** What you need to do **
An exact copy of the entries is needed, with every picture left out.

[Point localization data]
□ □ □ □ □ □ □
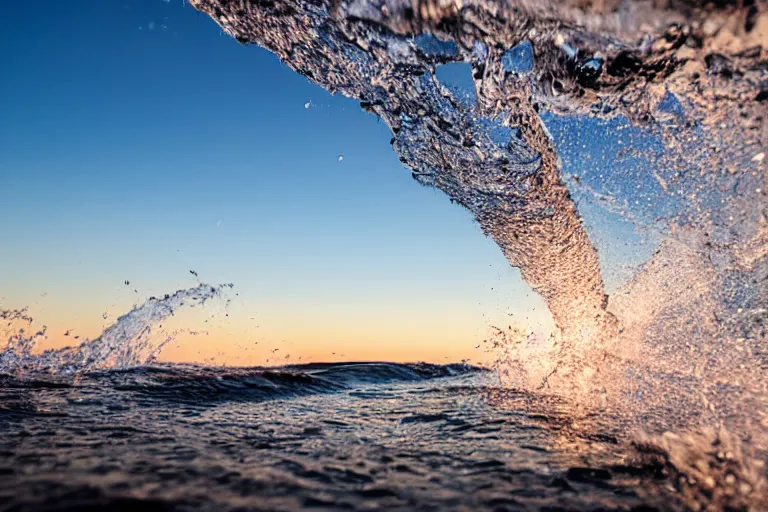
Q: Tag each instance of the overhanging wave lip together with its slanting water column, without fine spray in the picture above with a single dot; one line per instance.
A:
(492, 153)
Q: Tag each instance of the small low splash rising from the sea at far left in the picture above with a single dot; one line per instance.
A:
(135, 339)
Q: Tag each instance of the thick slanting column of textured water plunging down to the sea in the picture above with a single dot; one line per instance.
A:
(497, 161)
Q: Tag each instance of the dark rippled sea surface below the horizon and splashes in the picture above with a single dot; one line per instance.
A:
(325, 436)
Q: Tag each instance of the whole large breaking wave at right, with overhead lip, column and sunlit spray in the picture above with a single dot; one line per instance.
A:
(679, 86)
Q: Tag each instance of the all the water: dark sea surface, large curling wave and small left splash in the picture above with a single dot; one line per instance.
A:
(652, 392)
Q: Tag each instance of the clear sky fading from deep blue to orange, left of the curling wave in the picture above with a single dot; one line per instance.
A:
(138, 142)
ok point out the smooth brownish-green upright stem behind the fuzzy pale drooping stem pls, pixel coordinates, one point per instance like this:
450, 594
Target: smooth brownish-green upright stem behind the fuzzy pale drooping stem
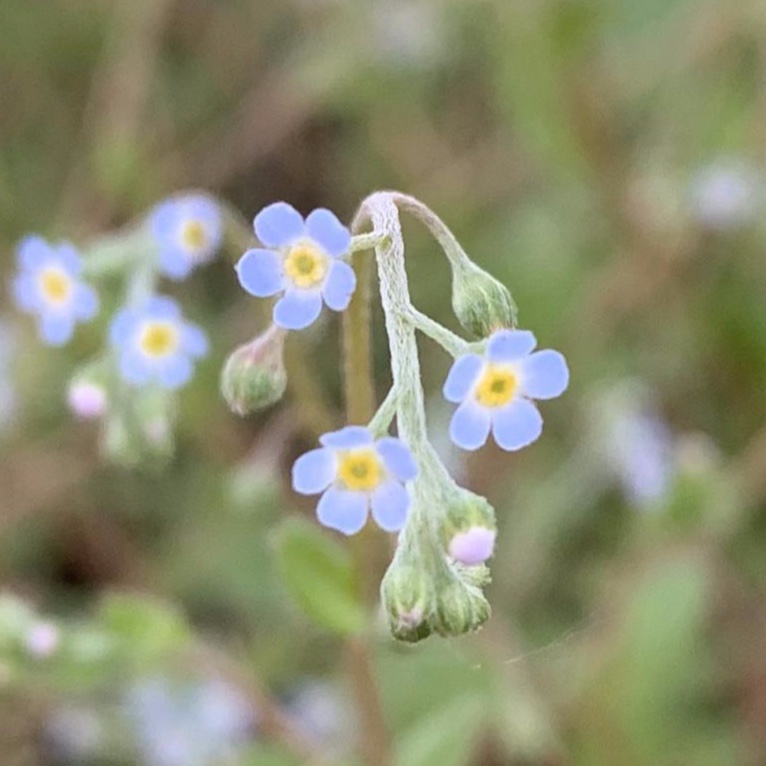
□ □ □ □ □ □ □
** Written answer **
Q: Tag each instance of the overhanging wave lip together with its slanting water column, without fine spray in the picture above with a single dot; one line per instance.
A:
(492, 153)
Q: Tag each instance of the small low splash rising from the sea at far left in the picture above with a single dot; one line per instance.
A:
(135, 339)
Q: Tag each instance of the thick slanting column of textured water plunging down to the sea in the picture above with a single dot; one line per instance.
A:
(497, 161)
Q: Tag each instance of the dark rippled sea surface below the horizon and splashes in the picture above with a single dot; one line per instance.
A:
(325, 436)
Q: Tag each instance of the whole large breaking wave at right, with overhead lip, column and sunlit spray in the picture above with a single dot; one line per instance.
A:
(679, 86)
Q: Tag each instance of the all the water: dark sea surface, large curling wave and small left splash in the picture above with a single dot; one line per instance.
A:
(652, 392)
Q: Tag each instance of the clear sky fading from deep blue to orange, left of the curling wave in the picture above with a single dot; one line per instance.
A:
(138, 142)
ok point out the smooth brownish-green upright stem behind the fuzzy pale drooping stem pls, pixel coordinates, one point per instance like this:
450, 594
Target: smooth brownish-green upright stem behind the fuzzy pale drooping stem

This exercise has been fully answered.